Begin DOCUMENT SECTION

# Amazon Echo Question



## geniebeanie (Apr 23, 2009)

Does anyone know if the price is $99.00 for prime members?  I got the book on prime membership and am wondering if it is still in effect.


----------



## Betsy the Quilter (Oct 27, 2008)

geniebeanie said:


> Does anyone know if the price is $99.00 for prime members? I got the book on prime membership and am wondering if it is still in effect.


Pretty sure it is not, though you can currently buy it in five payments of $36 each:
Amazon Echo

Of course, I got mine; it may simply not be showing for me anymore.

EDIT: It was $149.99 on Black Friday--you might keep your eyes open for a sale.

Betsy


----------



## MagentaSunset (Oct 1, 2010)

_There was a period of time during which "invitations to purchase" for $99 were sent to many Prime members, but I'm pretty sure that is no longer the case. I purchased "Alexa" at the $99 price and have been thrilled with it. We purchased another at the Black Friday price for our home office (the other is in the family room). It's a great device. We especially enjoy it for playing music. We wondered at first how it would fit into our lives, but it's been a lot of fun getting to know "her"!

End DOCUMENT SECTION
Begin DATASET EXTRACT

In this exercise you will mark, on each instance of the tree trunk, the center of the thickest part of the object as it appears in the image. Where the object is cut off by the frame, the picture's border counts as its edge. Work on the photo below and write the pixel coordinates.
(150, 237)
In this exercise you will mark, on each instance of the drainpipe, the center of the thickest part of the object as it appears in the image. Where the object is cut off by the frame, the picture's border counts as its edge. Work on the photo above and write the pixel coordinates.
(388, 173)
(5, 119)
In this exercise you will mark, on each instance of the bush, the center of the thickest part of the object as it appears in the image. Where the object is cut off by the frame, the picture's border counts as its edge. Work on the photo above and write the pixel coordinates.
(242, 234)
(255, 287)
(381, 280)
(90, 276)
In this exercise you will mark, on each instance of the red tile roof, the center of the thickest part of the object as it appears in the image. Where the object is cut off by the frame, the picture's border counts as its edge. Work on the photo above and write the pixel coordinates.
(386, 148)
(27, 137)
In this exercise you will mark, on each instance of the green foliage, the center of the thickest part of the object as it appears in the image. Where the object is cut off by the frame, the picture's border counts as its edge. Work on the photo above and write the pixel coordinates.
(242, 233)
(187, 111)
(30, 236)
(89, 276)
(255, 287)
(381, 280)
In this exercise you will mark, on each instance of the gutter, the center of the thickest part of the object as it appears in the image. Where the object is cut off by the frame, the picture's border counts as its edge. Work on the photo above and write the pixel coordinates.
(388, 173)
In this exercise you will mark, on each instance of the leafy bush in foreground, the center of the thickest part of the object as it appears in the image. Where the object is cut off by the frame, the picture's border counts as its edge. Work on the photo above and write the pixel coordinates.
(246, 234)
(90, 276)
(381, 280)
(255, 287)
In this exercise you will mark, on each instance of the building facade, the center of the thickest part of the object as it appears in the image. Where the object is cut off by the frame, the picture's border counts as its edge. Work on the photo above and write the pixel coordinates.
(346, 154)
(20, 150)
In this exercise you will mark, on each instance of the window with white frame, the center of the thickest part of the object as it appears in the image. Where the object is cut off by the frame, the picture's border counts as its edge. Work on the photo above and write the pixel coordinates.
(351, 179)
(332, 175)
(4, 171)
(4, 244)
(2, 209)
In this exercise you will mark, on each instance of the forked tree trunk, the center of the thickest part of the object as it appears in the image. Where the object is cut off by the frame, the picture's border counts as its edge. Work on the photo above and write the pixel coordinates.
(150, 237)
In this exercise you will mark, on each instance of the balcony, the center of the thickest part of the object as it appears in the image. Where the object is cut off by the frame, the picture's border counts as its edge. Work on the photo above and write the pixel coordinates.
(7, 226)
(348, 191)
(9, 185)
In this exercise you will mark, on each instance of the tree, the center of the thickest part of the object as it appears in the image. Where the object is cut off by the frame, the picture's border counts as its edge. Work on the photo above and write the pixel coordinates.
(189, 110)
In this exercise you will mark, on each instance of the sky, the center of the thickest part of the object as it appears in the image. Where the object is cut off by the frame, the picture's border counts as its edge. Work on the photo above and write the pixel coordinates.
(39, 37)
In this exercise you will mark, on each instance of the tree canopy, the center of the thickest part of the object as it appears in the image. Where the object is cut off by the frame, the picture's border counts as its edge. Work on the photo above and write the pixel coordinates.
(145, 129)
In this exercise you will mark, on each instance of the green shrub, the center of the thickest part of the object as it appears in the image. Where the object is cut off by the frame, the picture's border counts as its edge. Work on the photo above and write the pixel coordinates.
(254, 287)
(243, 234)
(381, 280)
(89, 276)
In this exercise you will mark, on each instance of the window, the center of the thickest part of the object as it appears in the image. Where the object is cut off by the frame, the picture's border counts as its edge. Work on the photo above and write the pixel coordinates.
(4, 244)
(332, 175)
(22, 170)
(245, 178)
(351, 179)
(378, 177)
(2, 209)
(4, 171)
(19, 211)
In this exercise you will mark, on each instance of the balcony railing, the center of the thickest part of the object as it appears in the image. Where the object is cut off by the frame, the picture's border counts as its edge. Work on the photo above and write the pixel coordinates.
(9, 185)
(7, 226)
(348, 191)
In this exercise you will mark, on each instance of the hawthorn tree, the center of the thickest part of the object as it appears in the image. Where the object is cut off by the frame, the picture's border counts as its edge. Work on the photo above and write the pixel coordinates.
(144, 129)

End DATASET EXTRACT

* [WRITTEN TASK 1]:
Answer these from the Amazon Echo forum thread:
(a) What price did geniebeanie ask about for prime members?
(b) According to Betsy's edit, what was the price on Black Friday?
(c) In which room is the Echo that MagentaSunset bought first?
* [WRITTEN TASK 2]:
Please pick up the Amazon Echo forum thread after its last sentence and keep it going.
The data has no connection to the Amazon Echo forum thread.

* [TASK RESPONSE 1]:
(a) $99.00
(b) $149.99
(c) The family room

* [TASK RESPONSE 2]:
 _


----------



## The Hooded Claw (Oct 12, 2009)

Until magenta mentioned it I had completely forgotten about the $99 offer. I'm pretty sure that expired several months back. And as mentioned, it was only sent to people who requested an invitation. If you received an email offering it to you, you can always try calling Amazon and see if they will accept it, but I'm pretty sure it is done. 

Added later....I got an Echo in the original offer, and liked it so well that I got a second one for the other room where I spend most of my time! Playing music is a major advantage, but the ability to just ask a question or ask for a briefing or set a timer or add to shopping list on the move without firing up a device is really useful.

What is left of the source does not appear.